→ **WHAT THE TASK ASKS**
Please print each of the entries below exactly.

→ **EXTRACTED MATERIAL**
BEGIN

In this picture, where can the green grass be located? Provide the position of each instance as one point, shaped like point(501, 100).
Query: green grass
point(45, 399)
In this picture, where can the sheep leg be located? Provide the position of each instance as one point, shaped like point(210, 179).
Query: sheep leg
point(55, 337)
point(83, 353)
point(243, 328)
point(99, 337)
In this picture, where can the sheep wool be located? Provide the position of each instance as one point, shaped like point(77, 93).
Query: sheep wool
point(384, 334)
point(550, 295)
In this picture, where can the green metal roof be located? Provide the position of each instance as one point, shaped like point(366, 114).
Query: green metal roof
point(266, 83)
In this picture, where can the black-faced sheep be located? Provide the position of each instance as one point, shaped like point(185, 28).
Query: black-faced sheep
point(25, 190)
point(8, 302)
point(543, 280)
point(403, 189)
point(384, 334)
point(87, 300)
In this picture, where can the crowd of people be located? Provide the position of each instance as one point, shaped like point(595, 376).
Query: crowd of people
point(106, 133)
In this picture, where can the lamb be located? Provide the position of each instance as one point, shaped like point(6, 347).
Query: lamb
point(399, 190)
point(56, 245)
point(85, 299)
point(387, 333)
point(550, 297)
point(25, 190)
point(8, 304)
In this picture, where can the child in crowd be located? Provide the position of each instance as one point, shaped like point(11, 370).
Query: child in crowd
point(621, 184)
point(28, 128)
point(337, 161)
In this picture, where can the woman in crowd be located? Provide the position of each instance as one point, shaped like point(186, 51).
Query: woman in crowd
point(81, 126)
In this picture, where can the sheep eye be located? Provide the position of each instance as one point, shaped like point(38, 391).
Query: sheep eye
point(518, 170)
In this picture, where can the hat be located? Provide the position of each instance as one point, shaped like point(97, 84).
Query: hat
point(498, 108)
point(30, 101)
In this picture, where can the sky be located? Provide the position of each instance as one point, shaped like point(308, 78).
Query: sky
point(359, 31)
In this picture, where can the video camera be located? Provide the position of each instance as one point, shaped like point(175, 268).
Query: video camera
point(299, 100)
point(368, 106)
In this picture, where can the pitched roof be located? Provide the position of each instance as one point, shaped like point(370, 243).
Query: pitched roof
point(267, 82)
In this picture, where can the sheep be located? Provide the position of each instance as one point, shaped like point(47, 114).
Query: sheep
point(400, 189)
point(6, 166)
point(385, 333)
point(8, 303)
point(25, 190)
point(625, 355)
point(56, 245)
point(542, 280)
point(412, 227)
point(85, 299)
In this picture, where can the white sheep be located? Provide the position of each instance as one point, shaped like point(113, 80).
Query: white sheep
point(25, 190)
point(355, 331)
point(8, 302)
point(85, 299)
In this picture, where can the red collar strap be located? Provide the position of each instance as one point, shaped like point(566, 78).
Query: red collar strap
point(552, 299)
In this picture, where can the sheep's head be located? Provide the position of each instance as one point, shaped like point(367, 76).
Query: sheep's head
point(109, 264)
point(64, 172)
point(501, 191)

END

→ **ANSWER SPACE**
In this picture, where can the green grass be located? Provide the position of each instance as one point, shaped like point(501, 100).
Query: green grass
point(45, 399)
In this picture, where can the sheep leg be located? Provide the position of each instance as one point, shaped like point(210, 179).
Query: sheep leg
point(55, 337)
point(83, 353)
point(243, 328)
point(99, 337)
In this picture, where can the sheep wool be located? Provide the position of each instance as one point, shaped like point(77, 93).
Query: sheep wool
point(384, 334)
point(550, 295)
In this picture, where can the green metal roof be located? Provide the position of each instance as one point, shaped like point(366, 114).
Query: green metal roof
point(266, 83)
In this picture, where can the black-faced sheep be located? Provide the position of each instance as one point, shaped like point(185, 28).
Query: black-faced sheep
point(25, 190)
point(8, 302)
point(543, 280)
point(403, 189)
point(384, 334)
point(87, 300)
In this picture, where can the crowd of people be located? Provide the position of each instance as one point, shaped like point(595, 376).
Query: crowd of people
point(106, 133)
In this picture, where can the lamb be located? Provide the position of each instance as one point, shaped like point(6, 347).
Query: lamb
point(399, 190)
point(56, 245)
point(85, 299)
point(387, 333)
point(550, 297)
point(25, 190)
point(8, 304)
In this picture, where can the child in crowd be located? Provide the position of each instance as one point, shaped like point(11, 370).
Query: child in crowd
point(621, 184)
point(28, 128)
point(337, 161)
In this picture, where can the woman in crowd be located? Provide the position of each instance as one point, shaped like point(186, 51).
Query: woman in crowd
point(81, 126)
In this picture, where can the sheep eye be located? Provide the position of each instance as one point, shaped like point(38, 391).
Query: sheep eye
point(518, 170)
In this picture, where can the hat be located? Provide the position of each instance as one point, shaped like point(97, 84).
Query: hat
point(498, 108)
point(30, 101)
In this picture, where can the sky be located? Provide the position of each instance as one point, shaped like point(308, 78).
Query: sky
point(359, 31)
In this picture, where can the video camera be located? Provide the position of each instance as one point, shaped like point(175, 268).
Query: video camera
point(299, 100)
point(368, 106)
In this picture, where can the pitched roof be located? Provide the position of each instance as one point, shaped like point(370, 243).
Query: pitched roof
point(267, 82)
In this picture, where can the sheep be located? Provide the position of each instance as one point, shaped like point(47, 114).
Query: sheep
point(400, 189)
point(6, 166)
point(385, 333)
point(8, 303)
point(25, 190)
point(625, 355)
point(56, 245)
point(542, 280)
point(412, 227)
point(85, 299)
In this picture, where can the white sheep be located? Provide the position of each instance as one point, shaped like point(113, 80).
Query: white sheep
point(25, 190)
point(355, 331)
point(8, 302)
point(85, 299)
In this picture, where can the red collar strap be located? Provide the position of each instance as one point, shaped like point(566, 78).
Query: red collar strap
point(552, 299)
In this picture, where can the sheep's head be located? Provide the position of each instance as one point, shaped like point(367, 76).
Query: sheep's head
point(109, 264)
point(64, 172)
point(501, 191)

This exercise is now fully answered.